■ GOALS ■
[1] In the transformer equations walkthrough, why does the demo use a fixed function for the embedding instead of a learned one?
[2] Rewrite the transformer equations walkthrough, starting at "In this demo" and ending at "no training step.", with "demo" swapped for "walkthrough".
[3] Carry on the transformer equations walkthrough from its last sentence, keeping its style of equations followed by What and Why notes.

■ PASSAGE GIVEN ■
-*-*-

Every equation, explained with intuition. Based on Chris Wendler's construction.
1. Token Embedding
Token to vector mapping
$$x_i = E[\text{token}_i] \in \mathbb{R}^d$$
What: Each token (character) is mapped to a dense vector of dimension \(d\).
The embedding matrix \(E\) has one row per vocabulary item.
Why: Neural nets need continuous vectors, not discrete symbols.
The embedding lets similar tokens have similar vectors (learned during training).
What if: If we used one-hot vectors instead, every token would be
equally "far" from every other — no notion of similarity. Dense embeddings let the model
generalize across similar tokens.
In this demo
$$E[\text{token}_i]_j = \frac{1}{2}\sin\!\left(\text{idx}(i) \cdot \frac{\pi}{13} + 0.1j\right), \quad j = 0,\ldots,d{-}1$$
What: We use a deterministic sinusoidal embedding so every token gets a
unique, reproducible vector. Different tokens get different frequency patterns.
Why: In a real transformer, \(E\) is learned. Here we use a fixed function
so the demo is fully self-contained with no training step.
2. RoPE — Rotary Position Embedding
Frequency schedule
$$\theta_i = \frac{1}{10000^{\,2i/d}}, \quad i = 0, 1, \ldots, \tfrac{d}{2}{-}1$$
What: Each pair of dimensions rotates at a different frequency.
Low-index dimensions rotate fast (high \(\theta\)); high-index dimensions rotate slowly.
Why: Multiple frequencies create a unique "fingerprint" for each position.
Two positions can only match across ALL frequencies simultaneously if they are the same offset apart.
This is like how a combination lock needs all tumblers aligned.
What if: If all frequencies were the same, positions that differ by
\(2\pi/\theta\) would be indistinguishable — periodic aliasing.
Rotation matrix at position m
$$R_{\Theta,m} = \text{diag}\!\begin{pmatrix}
\begin{bmatrix} \cos m\theta_0 & -\sin m\theta_0 \\ \sin m\theta_0 & \cos m\theta_0 \end{bmatrix},
\;\ldots\;,
\begin{bmatrix} \cos m\theta_{d/2-1} & -\sin m\theta_{d/2-1} \\ \sin m\theta_{d/2-1} & \cos m\theta_{d/2-1} \end{bmatrix}
\end{pmatrix}$$
What: A block-diagonal matrix of \(d/2\) independent 2D rotations.
Each 2D block rotates its pair of dimensions by angle \(m\theta_i\).
Why block-diagonal? It preserves norms (\(\|R_{\Theta,m} v\| = \|v\|\))
and composes cleanly: \(R_{\Theta,a} \cdot R_{\Theta,b} = R_{\Theta,a+b}\).
This composition property is the key to making relative position work!

-*-*-

■ DATA SHOWN ■
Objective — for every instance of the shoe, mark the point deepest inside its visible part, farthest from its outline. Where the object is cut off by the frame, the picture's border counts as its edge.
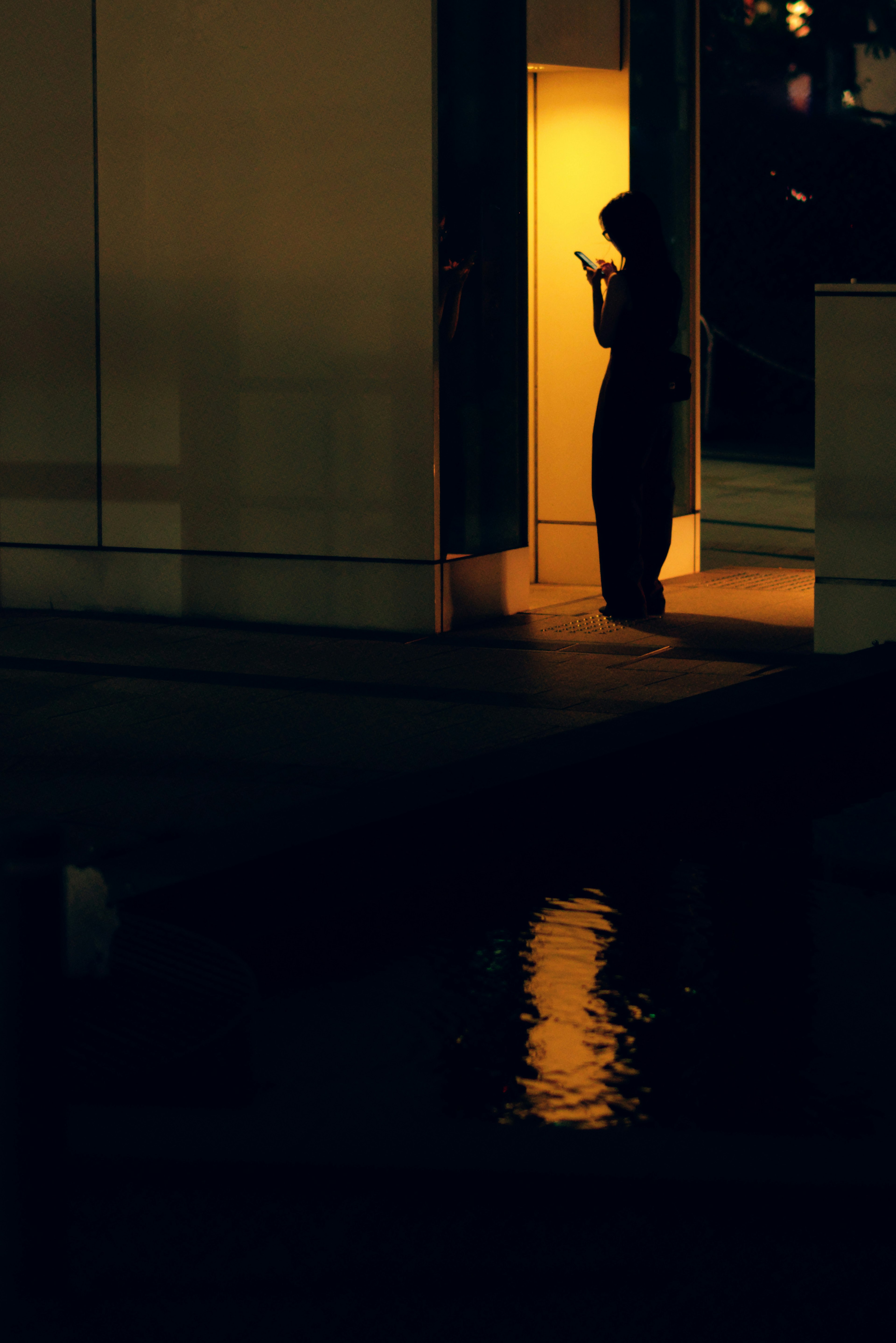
(612, 614)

-*-*-

■ ANSWERS ■
[1] So the demo is fully self-contained with no training step.

[2]
In this walkthrough
$$E[\text{token}_i]_j = \frac{1}{2}\sin\!\left(\text{idx}(i) \cdot \frac{\pi}{13} + 0.1j\right), \quad j = 0,\ldots,d{-}1$$
What: We use a deterministic sinusoidal embedding so every token gets a
unique, reproducible vector. Different tokens get different frequency patterns.
Why: In a real transformer, \(E\) is learned. Here we use a fixed function
so the walkthrough is fully self-contained with no training step.

[3]
Key composition property
$$R_{\Theta,m}^T \cdot R_{\Theta,n} = R_{\Theta,\,n-m}$$
What: When we compute \(q_m^T k_n\), the two position rotations collapse into a
SINGLE rotation by the relative offset \(n - m\).
Why this matters: Attention scores depend only on the distance
between tokens, not their absolute positions. Token at position 5 attending to
position 3 gets the same geometric relationship as position 100 attending to 98.
3. Layer 0 — Previous Token Head
Goal: each position \(m\) attends to position \(m{-}1\) with maximum weight.
Key weight matrix — constant output
$$W_k \, x = (1, 0, 1, 0, \ldots, 1, 0)^T \quad \text{for ALL } x$$
What: \(W_k\) projects every token to the same vector \(c = (1,0,1,0,\ldots)\).
The key carries NO information about token identity.
Why: We want attention to depend ONLY on position, not on what the
token is. By making \(W_k x\) constant, the only distinguishing signal in
\(k_n = R_{\Theta,n} \cdot c\) comes from the RoPE rotation at position \(n\).
What if W_k depended on the token? Then attention would mix
positional and semantic signals. The head would no longer be a pure "previous position" detector.
Keys with RoPE
$$k_n = R_{\Theta,n} \cdot W_k \, x_n = R_{\Theta,n} \cdot c$$
What: Each key is the constant vector \(c\) rotated by position \(n\).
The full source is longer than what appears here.